[A run of records]
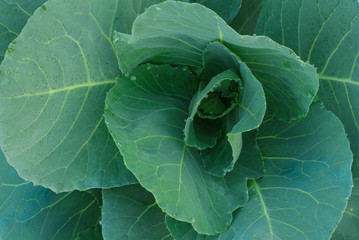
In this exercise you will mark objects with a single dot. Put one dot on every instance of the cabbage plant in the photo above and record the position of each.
(184, 120)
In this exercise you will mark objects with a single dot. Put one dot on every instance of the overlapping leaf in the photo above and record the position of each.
(28, 212)
(13, 17)
(303, 193)
(131, 213)
(52, 90)
(145, 114)
(178, 33)
(246, 20)
(328, 39)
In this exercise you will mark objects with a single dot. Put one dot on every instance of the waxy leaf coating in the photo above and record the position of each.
(329, 40)
(305, 188)
(146, 115)
(52, 91)
(178, 33)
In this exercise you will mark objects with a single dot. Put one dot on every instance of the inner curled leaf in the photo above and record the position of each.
(221, 100)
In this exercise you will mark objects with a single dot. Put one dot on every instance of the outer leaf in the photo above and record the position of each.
(221, 159)
(328, 39)
(55, 81)
(28, 212)
(131, 213)
(194, 137)
(227, 9)
(304, 191)
(130, 9)
(146, 117)
(13, 17)
(178, 33)
(246, 20)
(252, 100)
(90, 234)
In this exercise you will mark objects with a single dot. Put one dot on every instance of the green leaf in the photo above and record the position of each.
(29, 212)
(130, 9)
(246, 20)
(196, 133)
(178, 33)
(13, 17)
(226, 9)
(145, 115)
(304, 190)
(246, 116)
(90, 234)
(52, 91)
(131, 213)
(221, 158)
(328, 39)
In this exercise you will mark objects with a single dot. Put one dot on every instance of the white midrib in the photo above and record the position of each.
(64, 89)
(264, 208)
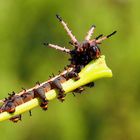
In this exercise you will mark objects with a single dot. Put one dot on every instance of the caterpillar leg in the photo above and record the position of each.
(27, 96)
(90, 32)
(57, 47)
(16, 118)
(79, 90)
(72, 74)
(90, 84)
(40, 92)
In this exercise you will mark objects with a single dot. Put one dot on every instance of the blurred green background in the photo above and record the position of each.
(110, 110)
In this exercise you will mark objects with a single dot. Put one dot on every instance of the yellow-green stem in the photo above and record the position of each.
(94, 70)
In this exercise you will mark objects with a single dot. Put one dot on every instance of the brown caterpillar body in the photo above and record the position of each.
(81, 55)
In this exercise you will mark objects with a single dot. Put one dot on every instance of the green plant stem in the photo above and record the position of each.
(94, 70)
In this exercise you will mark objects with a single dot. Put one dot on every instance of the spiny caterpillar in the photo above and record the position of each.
(80, 56)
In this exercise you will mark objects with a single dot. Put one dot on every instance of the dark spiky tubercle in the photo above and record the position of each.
(81, 55)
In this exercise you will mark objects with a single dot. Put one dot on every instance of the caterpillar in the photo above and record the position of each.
(81, 54)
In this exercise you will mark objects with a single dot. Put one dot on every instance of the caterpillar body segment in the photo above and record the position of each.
(81, 54)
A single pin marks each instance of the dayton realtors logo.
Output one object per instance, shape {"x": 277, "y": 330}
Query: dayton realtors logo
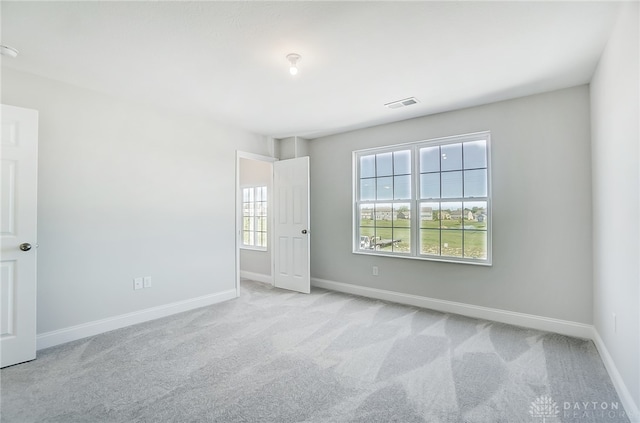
{"x": 547, "y": 410}
{"x": 544, "y": 408}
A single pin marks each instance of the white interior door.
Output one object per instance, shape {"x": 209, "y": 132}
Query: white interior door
{"x": 18, "y": 169}
{"x": 291, "y": 226}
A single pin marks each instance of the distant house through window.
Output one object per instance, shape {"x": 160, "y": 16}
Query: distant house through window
{"x": 254, "y": 217}
{"x": 428, "y": 200}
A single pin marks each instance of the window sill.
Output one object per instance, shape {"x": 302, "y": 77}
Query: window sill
{"x": 252, "y": 248}
{"x": 424, "y": 258}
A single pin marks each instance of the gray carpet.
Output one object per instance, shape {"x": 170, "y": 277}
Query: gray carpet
{"x": 276, "y": 356}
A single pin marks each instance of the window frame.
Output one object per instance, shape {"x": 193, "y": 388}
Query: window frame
{"x": 254, "y": 230}
{"x": 415, "y": 200}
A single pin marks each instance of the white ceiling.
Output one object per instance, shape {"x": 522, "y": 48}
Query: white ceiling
{"x": 226, "y": 60}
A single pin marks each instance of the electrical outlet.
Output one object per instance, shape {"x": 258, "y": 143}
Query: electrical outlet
{"x": 137, "y": 283}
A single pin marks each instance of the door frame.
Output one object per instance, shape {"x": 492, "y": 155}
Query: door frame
{"x": 238, "y": 208}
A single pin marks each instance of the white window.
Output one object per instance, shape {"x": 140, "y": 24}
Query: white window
{"x": 254, "y": 217}
{"x": 429, "y": 200}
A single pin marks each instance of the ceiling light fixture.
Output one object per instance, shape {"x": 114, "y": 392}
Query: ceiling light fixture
{"x": 402, "y": 103}
{"x": 293, "y": 59}
{"x": 8, "y": 51}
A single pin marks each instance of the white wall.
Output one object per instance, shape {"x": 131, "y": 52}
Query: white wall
{"x": 127, "y": 190}
{"x": 541, "y": 209}
{"x": 616, "y": 198}
{"x": 256, "y": 173}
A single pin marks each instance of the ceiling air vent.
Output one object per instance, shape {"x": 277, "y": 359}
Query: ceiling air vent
{"x": 402, "y": 103}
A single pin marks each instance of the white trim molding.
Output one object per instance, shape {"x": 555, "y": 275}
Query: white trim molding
{"x": 626, "y": 398}
{"x": 258, "y": 277}
{"x": 548, "y": 324}
{"x": 72, "y": 333}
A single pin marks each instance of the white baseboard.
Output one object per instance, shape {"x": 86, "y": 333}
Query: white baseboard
{"x": 258, "y": 277}
{"x": 564, "y": 327}
{"x": 60, "y": 336}
{"x": 628, "y": 402}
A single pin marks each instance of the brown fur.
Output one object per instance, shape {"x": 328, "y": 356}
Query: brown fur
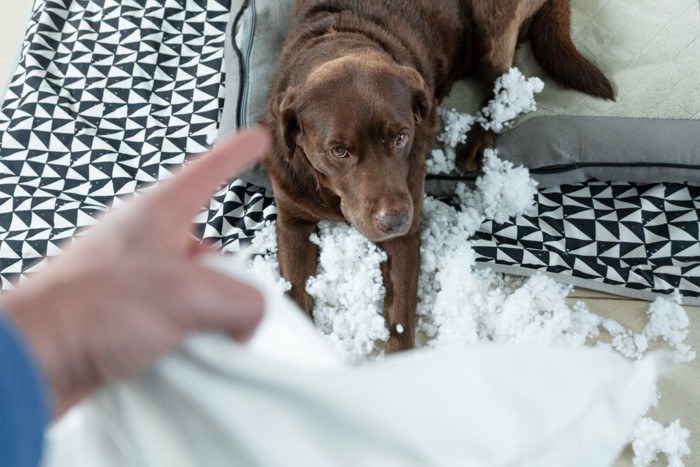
{"x": 363, "y": 79}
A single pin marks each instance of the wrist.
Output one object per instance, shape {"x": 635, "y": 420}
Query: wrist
{"x": 35, "y": 313}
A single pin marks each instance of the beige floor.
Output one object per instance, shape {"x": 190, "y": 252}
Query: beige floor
{"x": 678, "y": 391}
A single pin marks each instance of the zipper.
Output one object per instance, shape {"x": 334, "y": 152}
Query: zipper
{"x": 248, "y": 16}
{"x": 556, "y": 169}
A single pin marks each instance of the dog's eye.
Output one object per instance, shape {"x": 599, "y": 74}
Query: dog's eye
{"x": 339, "y": 152}
{"x": 401, "y": 140}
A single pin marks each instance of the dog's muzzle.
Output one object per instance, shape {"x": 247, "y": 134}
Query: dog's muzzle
{"x": 391, "y": 222}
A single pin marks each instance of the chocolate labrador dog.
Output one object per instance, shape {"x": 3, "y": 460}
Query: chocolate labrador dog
{"x": 352, "y": 112}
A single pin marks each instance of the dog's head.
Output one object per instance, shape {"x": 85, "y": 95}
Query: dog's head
{"x": 358, "y": 123}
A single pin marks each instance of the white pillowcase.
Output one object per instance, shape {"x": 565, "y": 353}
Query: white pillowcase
{"x": 285, "y": 400}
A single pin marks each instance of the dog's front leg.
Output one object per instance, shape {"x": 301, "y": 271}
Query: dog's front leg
{"x": 400, "y": 273}
{"x": 297, "y": 256}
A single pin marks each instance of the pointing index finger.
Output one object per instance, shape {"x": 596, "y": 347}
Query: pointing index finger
{"x": 189, "y": 190}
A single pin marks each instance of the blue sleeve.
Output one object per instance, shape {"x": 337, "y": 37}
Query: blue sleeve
{"x": 24, "y": 408}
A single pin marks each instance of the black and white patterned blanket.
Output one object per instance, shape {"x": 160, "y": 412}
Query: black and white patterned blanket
{"x": 111, "y": 94}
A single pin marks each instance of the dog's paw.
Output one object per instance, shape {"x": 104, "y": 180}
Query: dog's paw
{"x": 470, "y": 155}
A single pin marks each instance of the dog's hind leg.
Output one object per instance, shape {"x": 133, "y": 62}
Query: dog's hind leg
{"x": 493, "y": 52}
{"x": 298, "y": 257}
{"x": 550, "y": 36}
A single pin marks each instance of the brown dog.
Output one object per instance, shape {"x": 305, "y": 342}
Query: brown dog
{"x": 352, "y": 111}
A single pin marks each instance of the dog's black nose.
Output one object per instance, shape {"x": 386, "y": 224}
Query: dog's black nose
{"x": 391, "y": 222}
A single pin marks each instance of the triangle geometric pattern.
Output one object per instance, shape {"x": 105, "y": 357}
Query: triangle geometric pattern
{"x": 110, "y": 95}
{"x": 639, "y": 236}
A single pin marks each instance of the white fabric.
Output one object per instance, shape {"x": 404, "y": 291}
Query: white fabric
{"x": 284, "y": 400}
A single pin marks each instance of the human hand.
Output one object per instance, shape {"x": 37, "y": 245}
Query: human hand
{"x": 133, "y": 286}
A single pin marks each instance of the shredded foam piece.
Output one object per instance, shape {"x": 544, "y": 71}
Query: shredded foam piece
{"x": 650, "y": 439}
{"x": 668, "y": 321}
{"x": 514, "y": 95}
{"x": 459, "y": 303}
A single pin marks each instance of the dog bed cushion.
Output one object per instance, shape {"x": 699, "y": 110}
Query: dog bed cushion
{"x": 648, "y": 49}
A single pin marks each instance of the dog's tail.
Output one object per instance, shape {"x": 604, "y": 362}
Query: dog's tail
{"x": 550, "y": 36}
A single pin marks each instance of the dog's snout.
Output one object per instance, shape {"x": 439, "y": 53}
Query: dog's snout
{"x": 391, "y": 221}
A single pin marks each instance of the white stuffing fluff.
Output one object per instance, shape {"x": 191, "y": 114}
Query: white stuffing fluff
{"x": 459, "y": 303}
{"x": 668, "y": 321}
{"x": 650, "y": 439}
{"x": 514, "y": 95}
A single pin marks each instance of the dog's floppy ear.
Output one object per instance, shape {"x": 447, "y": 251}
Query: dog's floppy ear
{"x": 422, "y": 104}
{"x": 283, "y": 108}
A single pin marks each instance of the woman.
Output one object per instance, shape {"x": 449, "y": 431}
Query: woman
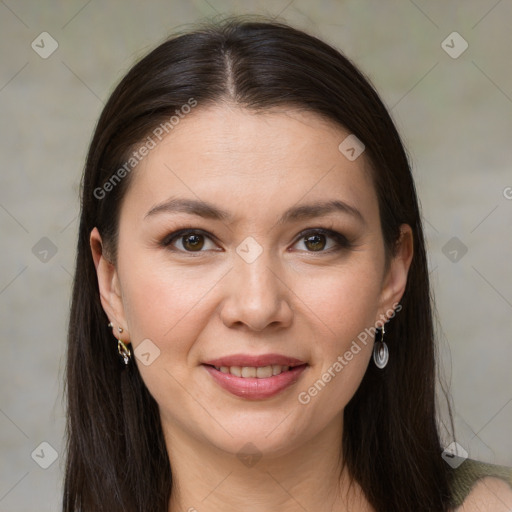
{"x": 251, "y": 326}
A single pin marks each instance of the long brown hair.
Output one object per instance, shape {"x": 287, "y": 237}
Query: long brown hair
{"x": 116, "y": 455}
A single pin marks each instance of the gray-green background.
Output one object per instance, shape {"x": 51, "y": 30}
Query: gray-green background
{"x": 455, "y": 116}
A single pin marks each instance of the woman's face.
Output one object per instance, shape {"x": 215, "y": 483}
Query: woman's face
{"x": 259, "y": 280}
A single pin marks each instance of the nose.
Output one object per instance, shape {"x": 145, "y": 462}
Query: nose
{"x": 257, "y": 296}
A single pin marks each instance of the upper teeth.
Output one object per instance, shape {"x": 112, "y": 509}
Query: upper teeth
{"x": 261, "y": 372}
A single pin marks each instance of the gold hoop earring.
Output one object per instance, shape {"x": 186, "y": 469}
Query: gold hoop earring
{"x": 124, "y": 352}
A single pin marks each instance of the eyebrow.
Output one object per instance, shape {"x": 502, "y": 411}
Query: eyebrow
{"x": 294, "y": 213}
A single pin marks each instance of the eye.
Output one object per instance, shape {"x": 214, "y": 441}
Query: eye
{"x": 191, "y": 240}
{"x": 315, "y": 240}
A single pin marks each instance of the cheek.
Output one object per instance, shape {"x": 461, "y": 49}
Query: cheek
{"x": 162, "y": 301}
{"x": 343, "y": 306}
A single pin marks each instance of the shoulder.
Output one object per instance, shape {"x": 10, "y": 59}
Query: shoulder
{"x": 482, "y": 487}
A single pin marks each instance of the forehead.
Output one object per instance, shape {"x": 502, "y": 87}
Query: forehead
{"x": 249, "y": 162}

Set problem
In the records above, find the line with "A single pin marks each instance of the white stuffing" and copy from it through the last line exactly, without the pictures.

Written answer
A single pin marks each instance of the white stuffing fluff.
Output one object per instance, shape {"x": 191, "y": 114}
Query: white stuffing fluff
{"x": 459, "y": 303}
{"x": 668, "y": 321}
{"x": 650, "y": 439}
{"x": 514, "y": 95}
A single pin marks each instance of the dog's floppy ear.
Output one object per instance, shape {"x": 447, "y": 251}
Query: dog's floppy ear
{"x": 422, "y": 104}
{"x": 283, "y": 108}
A single pin marks each instance of the woman.
Output one object per instance, shape {"x": 449, "y": 431}
Query: woman
{"x": 251, "y": 326}
A single pin marks each instance of the long brown hair.
Output one object per instance, shape {"x": 287, "y": 237}
Query: long brown hair
{"x": 116, "y": 455}
A single pin marks each instance of the gray-green background.
Output one object per instance, shape {"x": 51, "y": 30}
Query: gray-green background
{"x": 455, "y": 116}
A single pin marks each instance of the woman's face.
Output one object per instance, shape {"x": 215, "y": 483}
Query: woman's face
{"x": 259, "y": 280}
A single pin marks each instance of the nose.
Output one object per instance, shape {"x": 145, "y": 462}
Query: nose
{"x": 257, "y": 296}
A single pin marks each instance of the upper teeth.
Output one object per instance, shape {"x": 112, "y": 509}
Query: upper teeth
{"x": 261, "y": 372}
A single pin marks each instance of the gold hoop earring.
Output one object per instance, shape {"x": 186, "y": 469}
Query: gold hoop earring
{"x": 124, "y": 352}
A single pin marks each instance of the eyebrow.
Output one object per instance, shape {"x": 502, "y": 411}
Query: eyebrow
{"x": 294, "y": 213}
A single pin marks each instance of the eye.
Output one object per instance, shape {"x": 214, "y": 441}
Query: eye
{"x": 191, "y": 240}
{"x": 315, "y": 240}
A single pin marks each instance of the cheek.
Output one object per instance, shape {"x": 461, "y": 49}
Query: cheek
{"x": 162, "y": 301}
{"x": 343, "y": 306}
A single pin marks each instance of the shoulder.
Output one object per instance, shape {"x": 10, "y": 59}
Query: shoulder
{"x": 482, "y": 487}
A single pin marks each instance of the forehead.
Output one object per instance, shape {"x": 502, "y": 87}
Query: forehead
{"x": 249, "y": 162}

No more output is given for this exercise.